▸ **LE CONSEGNE**:
A) Secondo il testo sulla storia delle arti marziali, il comune sapere sul combattimento è sbiadito nei decenni. In quali ambiti ha comunque trovato posto? Elencali tutti.
B) Traduci in inglese questa frase del testo sulla storia delle arti marziali: "L’aggettivo Marziale deriva da Marte, Dio Romano della guerra."
C) Nel testo sulla storia delle arti marziali, quale forma di combattimento avevano già i romani?

▸ **TESTO SELEZIONATO**:
:::
Un po’ di storia

Arte Marziale significa in maniera estesa, Arte della Guerra. L’aggettivo Marziale deriva da Marte, Dio Romano della guerra. Questo è un primo indizio del fatto che, seppur nel luogo comune nella cinematografia siamo portati a ritenere le arti marziali una disciplina di origine orientale, questa non è che una frettolosa ed ingiustificata semplificazione. Da sempre, l’Europa, centro di cultura ed innovazione ma anche di potere, ha visto susseguirsi tribù prima, regni poi, infine Imperi. La necessità di sviluppare metodi di combattimento efficaci si è rivelata una necessità storica. Oggi parliamo ad esempio di MMA, associandole agli USA, ma i romani avevano già il cruento pancrazio! Semmai il rammarico è quello di aver perso buona parte del bagaglio culturale delle Arti Marziali Europee. L’introduzione della polvere da sparo, con la sua rapida ascesa, ha permesso una prima convivenza tra l’esperienza di combattimento storica con il nuovo strumento offensivo (si pensi, ad esempio, alla baionetta inastata sui primi fucili ad avancarica) poi, gradualmente, con l’aumento della qualità delle armi da fuoco, la formazione del “combattente” è stata semplificata, rimuovendo la formazione nel corpo a corpo, mano mano che le gittate aumentavano. Questo cambio epocale, ha reso quasi obsoleta l’esperienza maturata nei secoli precedenti, venendo sempre meno la possibilità del combattimento ravvicinato, il nostro comune sapere è sbiadito nei decenni, trovando posto, settorizzato, solo in trattati di scherma, nella boxe occidentale e nella lotta olimpica, ma perdendo quel contesto di omogeneità che ne costituiva la ricchezza. In Oriente questo è avvenuto successivamente e con tempi più dilatati, favorito dalla lentezza di adeguamento degli eserciti locali alle metodologie di guerra dei colonizzatori\invasori (inglesi e francesi su tutti),tanto da permettere alle popolazioni locali di conservare più a lungo e più prossimo ai tempi moderni, il loro meraviglioso patrimonio di “cultura del combattimento”.
:::
▸ **DATI GREZZI**:
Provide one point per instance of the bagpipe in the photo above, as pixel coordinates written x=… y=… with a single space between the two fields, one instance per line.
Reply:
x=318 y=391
:::
▸ **ELENCO SOLUZIONI**:
A)
- trattati di scherma
- boxe occidentale
- lotta olimpica

B) The adjective Martial derives from Mars, the Roman god of war.

C) Il cruento pancrazio.